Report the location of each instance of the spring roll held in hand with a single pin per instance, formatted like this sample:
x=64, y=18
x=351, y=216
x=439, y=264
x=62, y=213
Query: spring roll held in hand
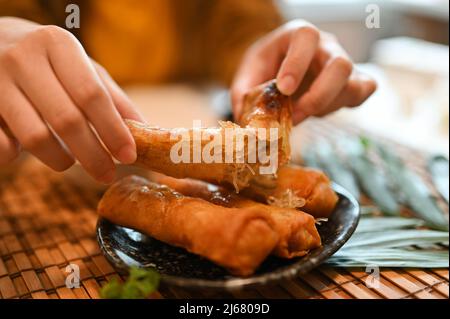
x=296, y=230
x=157, y=150
x=237, y=239
x=266, y=107
x=266, y=111
x=295, y=187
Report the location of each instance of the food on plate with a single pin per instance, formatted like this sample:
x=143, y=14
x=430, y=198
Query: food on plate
x=238, y=239
x=297, y=187
x=296, y=230
x=275, y=212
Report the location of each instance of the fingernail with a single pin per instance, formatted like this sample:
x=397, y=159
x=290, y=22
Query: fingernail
x=109, y=177
x=127, y=154
x=287, y=85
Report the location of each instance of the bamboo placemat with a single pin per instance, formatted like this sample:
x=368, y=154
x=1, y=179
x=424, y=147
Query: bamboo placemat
x=47, y=222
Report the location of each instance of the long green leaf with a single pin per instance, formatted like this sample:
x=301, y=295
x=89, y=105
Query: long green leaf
x=384, y=223
x=371, y=178
x=390, y=258
x=397, y=238
x=331, y=163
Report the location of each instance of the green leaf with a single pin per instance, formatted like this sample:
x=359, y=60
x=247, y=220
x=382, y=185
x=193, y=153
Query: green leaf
x=385, y=223
x=112, y=290
x=140, y=284
x=397, y=238
x=400, y=257
x=332, y=164
x=415, y=191
x=371, y=178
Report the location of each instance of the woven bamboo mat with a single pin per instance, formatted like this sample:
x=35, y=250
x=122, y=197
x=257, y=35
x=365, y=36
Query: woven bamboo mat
x=48, y=222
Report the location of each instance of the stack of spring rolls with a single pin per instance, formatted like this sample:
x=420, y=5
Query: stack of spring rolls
x=197, y=206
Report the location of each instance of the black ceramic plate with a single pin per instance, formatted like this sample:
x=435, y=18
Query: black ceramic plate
x=124, y=247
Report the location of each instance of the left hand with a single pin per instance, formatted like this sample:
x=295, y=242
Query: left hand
x=308, y=64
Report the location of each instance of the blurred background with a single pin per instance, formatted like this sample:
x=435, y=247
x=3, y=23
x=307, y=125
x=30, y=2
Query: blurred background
x=408, y=55
x=175, y=57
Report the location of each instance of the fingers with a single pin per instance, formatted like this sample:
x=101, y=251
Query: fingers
x=66, y=120
x=303, y=46
x=121, y=101
x=325, y=88
x=32, y=133
x=9, y=148
x=86, y=89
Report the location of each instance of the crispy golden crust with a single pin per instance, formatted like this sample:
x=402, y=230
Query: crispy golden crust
x=294, y=184
x=296, y=230
x=266, y=107
x=237, y=239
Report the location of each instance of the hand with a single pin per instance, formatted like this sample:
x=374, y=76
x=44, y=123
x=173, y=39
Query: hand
x=56, y=103
x=308, y=64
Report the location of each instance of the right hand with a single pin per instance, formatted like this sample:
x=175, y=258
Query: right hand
x=58, y=104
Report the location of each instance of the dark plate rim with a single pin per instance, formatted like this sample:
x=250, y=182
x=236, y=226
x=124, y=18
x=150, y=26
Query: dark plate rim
x=301, y=267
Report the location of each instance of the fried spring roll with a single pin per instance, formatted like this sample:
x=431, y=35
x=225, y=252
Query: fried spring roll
x=264, y=108
x=296, y=230
x=295, y=187
x=237, y=239
x=171, y=152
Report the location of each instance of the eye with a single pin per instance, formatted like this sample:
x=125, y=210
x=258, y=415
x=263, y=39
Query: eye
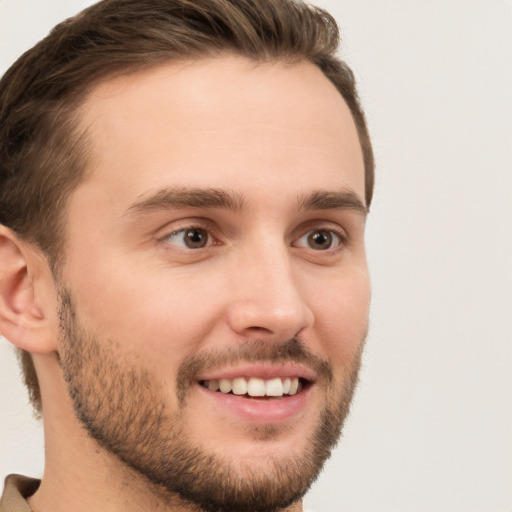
x=319, y=240
x=190, y=238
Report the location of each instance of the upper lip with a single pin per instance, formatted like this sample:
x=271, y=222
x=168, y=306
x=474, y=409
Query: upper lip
x=261, y=371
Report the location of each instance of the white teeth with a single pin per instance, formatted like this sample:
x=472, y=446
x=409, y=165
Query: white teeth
x=274, y=387
x=239, y=386
x=294, y=386
x=256, y=386
x=213, y=385
x=225, y=385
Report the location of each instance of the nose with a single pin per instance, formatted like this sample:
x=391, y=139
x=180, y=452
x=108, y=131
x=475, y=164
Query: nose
x=268, y=300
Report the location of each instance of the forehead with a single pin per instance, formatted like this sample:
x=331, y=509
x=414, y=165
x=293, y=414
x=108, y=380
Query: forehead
x=220, y=122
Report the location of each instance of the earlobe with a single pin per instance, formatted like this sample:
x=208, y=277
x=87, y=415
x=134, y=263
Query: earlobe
x=23, y=317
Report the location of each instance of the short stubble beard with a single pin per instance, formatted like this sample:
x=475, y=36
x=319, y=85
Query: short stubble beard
x=124, y=410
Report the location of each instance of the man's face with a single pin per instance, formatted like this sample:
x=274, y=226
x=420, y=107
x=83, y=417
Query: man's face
x=217, y=242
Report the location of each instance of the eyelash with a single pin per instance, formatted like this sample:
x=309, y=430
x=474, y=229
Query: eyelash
x=339, y=238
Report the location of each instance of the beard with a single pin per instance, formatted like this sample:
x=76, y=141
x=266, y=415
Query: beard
x=123, y=407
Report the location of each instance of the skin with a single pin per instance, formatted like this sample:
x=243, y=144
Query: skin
x=268, y=136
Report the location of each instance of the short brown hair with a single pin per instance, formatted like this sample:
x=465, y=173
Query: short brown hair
x=43, y=156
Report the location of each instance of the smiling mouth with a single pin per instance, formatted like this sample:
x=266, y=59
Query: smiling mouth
x=255, y=387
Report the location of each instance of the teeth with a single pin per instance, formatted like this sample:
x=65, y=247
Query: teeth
x=239, y=386
x=274, y=387
x=213, y=385
x=255, y=386
x=294, y=386
x=225, y=385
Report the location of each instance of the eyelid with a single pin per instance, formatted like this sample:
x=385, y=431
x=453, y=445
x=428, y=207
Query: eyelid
x=185, y=225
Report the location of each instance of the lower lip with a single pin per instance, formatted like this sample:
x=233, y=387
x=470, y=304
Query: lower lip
x=259, y=411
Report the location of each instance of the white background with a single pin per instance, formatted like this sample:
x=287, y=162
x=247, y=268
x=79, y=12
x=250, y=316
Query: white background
x=431, y=427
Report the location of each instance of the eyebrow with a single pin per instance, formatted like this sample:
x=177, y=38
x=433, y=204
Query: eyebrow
x=333, y=200
x=180, y=197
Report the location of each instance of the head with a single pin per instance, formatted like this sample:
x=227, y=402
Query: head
x=61, y=147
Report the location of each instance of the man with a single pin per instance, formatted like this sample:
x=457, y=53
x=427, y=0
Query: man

Problem to work on:
From the entries above, extract only the lines running from the one containing "x=368, y=154" through the one containing "x=173, y=39", inclusive.

Answer to the exercise:
x=368, y=154
x=1, y=179
x=424, y=147
Query: bamboo placemat
x=47, y=222
Report the location of each instance of the long green leaf with a single pin per instance, formatted like this sample:
x=301, y=295
x=89, y=105
Query: long green leaf
x=384, y=223
x=371, y=178
x=390, y=258
x=397, y=238
x=331, y=163
Report the location of each instance of the green leaf with a single pin per instance, formatted like this sample:
x=359, y=60
x=247, y=220
x=382, y=185
x=193, y=153
Query: green leaf
x=385, y=223
x=112, y=290
x=140, y=284
x=397, y=238
x=400, y=257
x=332, y=164
x=415, y=191
x=371, y=178
Report the location of each instance of the woven bamboo mat with a single pin per instance, formatted like this sample:
x=35, y=250
x=122, y=197
x=257, y=35
x=365, y=36
Query: woven bamboo mat
x=48, y=222
Report the location of each instance of the stack of spring rolls with a single pin per instance, formatted like this sample:
x=420, y=5
Query: stack of spring rolls
x=197, y=206
Report the location of each instance of the black ceramic plate with a single pin per instance, formatted like this sample:
x=435, y=18
Query: black ceramic plate
x=124, y=247
Report the location of each instance of the left hand with a single pin per instance, formatted like this sample:
x=295, y=242
Query: left hand
x=308, y=64
Report the location of each instance of the blurred background with a single pin per instance, formatted like this sample:
x=435, y=247
x=3, y=23
x=307, y=125
x=30, y=2
Query: blurred background
x=408, y=55
x=175, y=57
Report the location of each instance of the fingers with a single pin per instance, formatted like this sample:
x=101, y=251
Query: fingers
x=66, y=120
x=303, y=46
x=121, y=101
x=325, y=88
x=32, y=133
x=9, y=148
x=86, y=89
Report the location of each instance of the crispy golden crust with a single pin per instance, formatted like this sample:
x=402, y=230
Query: crispy golden crust
x=294, y=184
x=296, y=230
x=266, y=107
x=237, y=239
Report the location of each instance of the hand with a single pin per instance, formatted like this sample:
x=374, y=76
x=44, y=123
x=173, y=39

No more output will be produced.